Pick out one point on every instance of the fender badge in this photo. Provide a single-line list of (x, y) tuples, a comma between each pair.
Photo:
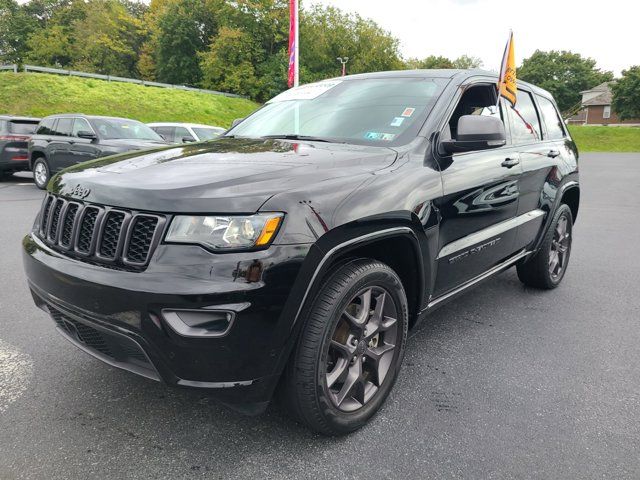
[(80, 191)]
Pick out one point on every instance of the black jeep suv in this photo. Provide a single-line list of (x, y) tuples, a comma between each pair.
[(15, 132), (69, 139), (298, 249)]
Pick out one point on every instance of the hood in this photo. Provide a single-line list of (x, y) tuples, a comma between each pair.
[(223, 176), (134, 144)]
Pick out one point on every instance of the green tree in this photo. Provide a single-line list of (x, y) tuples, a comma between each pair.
[(108, 39), (626, 94), (430, 62), (15, 27), (327, 33), (564, 74), (184, 30), (51, 47), (228, 65)]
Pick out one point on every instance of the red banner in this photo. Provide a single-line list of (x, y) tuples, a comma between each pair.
[(293, 14)]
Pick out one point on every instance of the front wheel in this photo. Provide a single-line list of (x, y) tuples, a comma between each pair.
[(547, 267), (41, 173), (350, 350)]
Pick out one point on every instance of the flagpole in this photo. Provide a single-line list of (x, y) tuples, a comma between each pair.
[(296, 75), (503, 68)]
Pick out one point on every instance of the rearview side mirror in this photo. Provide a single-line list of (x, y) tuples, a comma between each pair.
[(476, 132), (87, 134)]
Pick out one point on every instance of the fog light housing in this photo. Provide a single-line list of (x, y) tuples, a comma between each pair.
[(199, 323)]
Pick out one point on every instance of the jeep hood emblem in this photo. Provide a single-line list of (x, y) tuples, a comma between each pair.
[(80, 191)]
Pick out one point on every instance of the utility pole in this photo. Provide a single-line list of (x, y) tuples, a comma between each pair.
[(343, 61)]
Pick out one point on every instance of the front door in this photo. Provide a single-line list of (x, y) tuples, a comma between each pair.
[(478, 209)]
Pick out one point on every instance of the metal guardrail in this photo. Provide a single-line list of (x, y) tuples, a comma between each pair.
[(112, 78), (13, 67)]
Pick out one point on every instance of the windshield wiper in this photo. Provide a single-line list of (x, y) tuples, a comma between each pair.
[(309, 138)]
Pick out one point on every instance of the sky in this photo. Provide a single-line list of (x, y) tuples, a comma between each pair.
[(607, 31)]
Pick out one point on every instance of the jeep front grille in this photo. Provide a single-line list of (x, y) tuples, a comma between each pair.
[(109, 236)]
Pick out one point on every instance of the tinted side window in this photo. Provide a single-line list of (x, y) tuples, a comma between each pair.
[(22, 127), (182, 133), (553, 122), (64, 127), (80, 125), (46, 126), (524, 120), (165, 132)]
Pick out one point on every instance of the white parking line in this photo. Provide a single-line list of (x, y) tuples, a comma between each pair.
[(16, 371)]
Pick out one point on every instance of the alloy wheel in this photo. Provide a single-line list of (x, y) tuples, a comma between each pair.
[(560, 246), (362, 349)]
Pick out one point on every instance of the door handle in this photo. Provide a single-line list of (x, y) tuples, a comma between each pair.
[(510, 162)]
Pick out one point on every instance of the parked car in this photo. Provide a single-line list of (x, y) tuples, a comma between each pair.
[(68, 139), (186, 132), (297, 250), (15, 132)]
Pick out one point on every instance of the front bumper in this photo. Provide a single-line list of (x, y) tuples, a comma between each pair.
[(120, 316), (14, 159)]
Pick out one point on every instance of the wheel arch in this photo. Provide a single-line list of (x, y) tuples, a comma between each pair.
[(35, 154), (568, 193), (324, 260)]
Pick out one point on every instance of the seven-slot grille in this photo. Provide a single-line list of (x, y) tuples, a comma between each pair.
[(107, 235)]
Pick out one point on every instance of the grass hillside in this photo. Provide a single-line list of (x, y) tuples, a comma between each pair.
[(39, 94), (606, 139)]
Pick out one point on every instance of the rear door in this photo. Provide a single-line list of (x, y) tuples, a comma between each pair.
[(59, 149), (539, 145), (83, 149)]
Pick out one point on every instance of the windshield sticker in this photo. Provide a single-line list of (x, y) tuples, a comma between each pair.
[(385, 137), (373, 136), (305, 92)]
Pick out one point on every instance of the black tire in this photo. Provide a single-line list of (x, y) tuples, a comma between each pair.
[(41, 179), (539, 271), (307, 392)]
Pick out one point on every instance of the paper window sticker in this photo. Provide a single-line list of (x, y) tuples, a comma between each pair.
[(373, 136)]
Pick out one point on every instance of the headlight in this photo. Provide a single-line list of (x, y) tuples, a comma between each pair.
[(225, 233)]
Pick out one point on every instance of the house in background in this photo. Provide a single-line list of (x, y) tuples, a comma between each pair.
[(597, 110)]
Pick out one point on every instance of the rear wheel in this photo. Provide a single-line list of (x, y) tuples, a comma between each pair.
[(350, 350), (548, 266), (41, 173)]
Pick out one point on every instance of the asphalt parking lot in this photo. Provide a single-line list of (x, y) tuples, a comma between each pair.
[(506, 382)]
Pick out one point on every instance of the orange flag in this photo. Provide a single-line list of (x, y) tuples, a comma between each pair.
[(507, 80)]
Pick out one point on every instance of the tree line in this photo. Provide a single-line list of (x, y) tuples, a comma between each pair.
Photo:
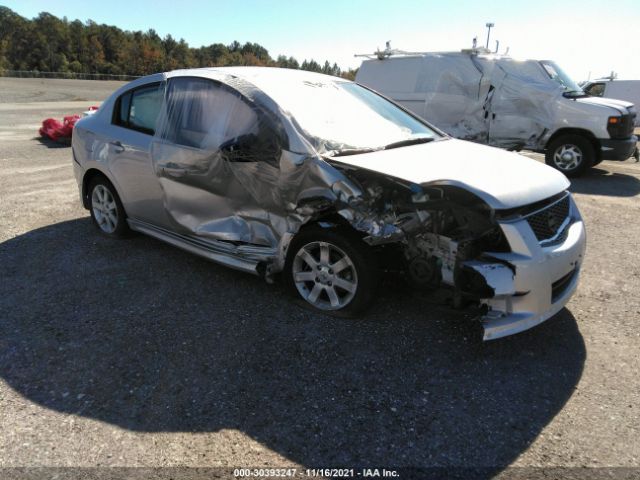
[(47, 43)]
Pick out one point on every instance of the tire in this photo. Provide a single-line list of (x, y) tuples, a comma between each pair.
[(106, 209), (310, 277), (571, 154)]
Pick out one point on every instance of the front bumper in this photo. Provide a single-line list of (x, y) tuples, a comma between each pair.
[(618, 149), (544, 278)]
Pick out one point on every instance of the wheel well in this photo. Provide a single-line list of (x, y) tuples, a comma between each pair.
[(89, 176), (577, 131)]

* **EXERCISE REQUIREMENTS**: Copy out all of the entries above word for word, leaving out the pictures.

* **EXPECTED ANSWER**:
Pick out one point on every instance of the fender badge in this photo. Provide a single-line list of (x, y) tuples, a comma between each pair.
Photo:
[(80, 191)]
Pick out one point on every instance of the black jeep suv in this photo. Provide a single-line list of (x, y) tuples, a comma between each pair.
[(15, 132), (69, 139), (298, 249)]
Pick out one point on every instance of the hood in this photo. Provide a single-line list of (x, y) tuples, a comma between each pair.
[(223, 176), (134, 144)]
Pick out one point on every instance of the green tree in this photo. Provide a single-line list of (x, y) tuples, a comma between each pair.
[(108, 39), (626, 94), (430, 62), (15, 27), (327, 33), (564, 74), (184, 30), (51, 47), (228, 65)]
Pick out one point on every instance of the red banner in this photo. Provide a single-line list of (x, y) tuples, a comma between each pair.
[(293, 14)]
Pick out one point on every instance of the front wheel in this photo. Provide a single-line list of (x, y) tuples, a comma between each pair.
[(547, 267), (41, 173), (350, 350)]
Pick out one point on every instance of the flagpole in this photo. Provide a single-line list of (x, y) tuples, a comma between each pair.
[(296, 75), (503, 68)]
Pick out one point on every instance of the rearview side mirror in this photo. Provide a single-line list of (x, y) tuples, a comma between each pair.
[(476, 132), (87, 134)]
Pick out one point on every instance of the fog light housing in this photo. Provide a single-line list of (x, y) tuples, a comma between each pair.
[(199, 323)]
Pick out one point on every instance of the jeep hood emblem in this photo. Provide a single-line list of (x, y) tuples, a comma between each pair.
[(80, 191)]
Pick out one point on every instance of the utility pole in this photo. Provide a single-line list of (x, y) tuples, a comma between each pair.
[(343, 61)]
Pick out one point on every instance of the front door in this photo. Provide a single-line list of (x, y) tuples, a comma between each pair.
[(478, 209)]
Pick out one point on every instance of the metal guardrail in this photo. Provide a single-line list of (x, y) tuples, a comma between each pair.
[(112, 78), (13, 67)]
Pick out one point on every instance of the windshield wiper in this photo. Provide a single-line list of (x, y) tuples, a comma between each pair.
[(309, 138)]
Pick out one point on every instance of the sky in this photo. Provide a single-line list of (x, y) tuples, a comma between each pair.
[(607, 31)]
Pick out one point on every instance of the jeep front grille in this photo. Provide a single-line list of (x, y) tuples, a comma between each pair.
[(109, 236)]
Pick out one point on every instance of the tinted side window in this photo. Provide a single-line list of (x, y) tuples, a comma between each pair.
[(22, 127), (182, 133), (553, 122), (64, 127), (80, 125), (46, 126), (524, 120), (165, 132)]
Pick out one point on every instance of the white parking line in this photo. Provide a single-line list of (x, y) tuples, a comma between each pair.
[(16, 371)]
Pick out one point on every instance of the alloy wheel in this photo. Provide a single-line list of (x, y) tuples, a comma between each pair.
[(560, 246), (362, 349)]
Pick out one point on every instance of the door handle in this photo. Provide a single-line list of (x, y) tuples, a comma between each pair.
[(510, 162)]
Pick out one point on every instance of the parked car in this photo. Provide a single-line list of (x, y) tuples, a comma between each pair.
[(68, 139), (186, 132), (297, 250), (15, 132)]
Pick out one point on every instance of the front bumper in this photo. Provide a single-line list of (x, y) tuples, a comma between each pair.
[(120, 316), (14, 159)]
Pick out one point on every instance of the wheel arch in this photo. Provide a single-line list of (x, y) tuples, a comma between each pair.
[(35, 154), (568, 193), (324, 260)]
Pick out one point on every instance of the seven-slot grille in this photo. Provide a single-line list of (x, y) tuples, a comma between each pair.
[(107, 235)]
Pick out one point on every instance of the grass hillside in this photo. Provide a single-line list of (x, y) tuples, a comma between each pair.
[(39, 94), (606, 139)]
Pick out one point on every instance of the rear door in this photo. Provide a single-line list of (x, y) tuples, a comma between each pair.
[(59, 149), (539, 145), (83, 149)]
Pick out one point on every instance of the windshield sticker in this photo. Provide a single-line list of (x, y) tuples, a comma between each pair.
[(385, 137), (373, 136), (305, 92)]
Pick out one point on every instance of the black tire in this photo. Provide a single-line list of (x, y) tuples, a comma between each pair.
[(41, 179), (539, 271), (307, 392)]
Pick out one point on every instance of the paper window sticker in this photo. Provide a single-line list of (x, y) tuples, a comma between each pair.
[(373, 136)]
Pick out one point on every instance of the headlight in this photo. Provide a single-line list of (x, y) tuples, a comma between each pair.
[(225, 233)]
Pick out one point on every instance of the house in background in this photo. Provide a single-line list of (x, y) tuples, a comma between each pair.
[(597, 110)]
Pick out one point on every instance of the rear wheel in this photo. Provide a single-line list of (x, y) tuples, a comma between each pair.
[(350, 350), (548, 266), (41, 173)]
Pick out one point on every instance of the asphalt parking lot in this photo. Provide a single-line list of (x, y) tuples, a comma between each pair.
[(506, 382)]
Pick out one point on every instance of the orange flag in this photo. Provide a single-line list of (x, y) tuples, a comma between each pair.
[(507, 80)]
Pick out one point on every instance of the tree line in this photo. Provide a single-line list of (x, y) tuples, a comma between each pair.
Photo:
[(47, 43)]
Pick out one point on every instance of the tire in this photo. Provide a single-line list of (x, y) tuples, a comma between each pair.
[(106, 209), (310, 277), (571, 154)]
Pick out one point on every instance of the front bumper in this photo. Provide a single-line list of (x, y) tuples, a comma between each pair.
[(618, 149), (544, 278)]
Pick out one point on every instance of the wheel well in this photo. Provide a single-line list of (x, y) tuples, a comma between each pair.
[(89, 176), (577, 131)]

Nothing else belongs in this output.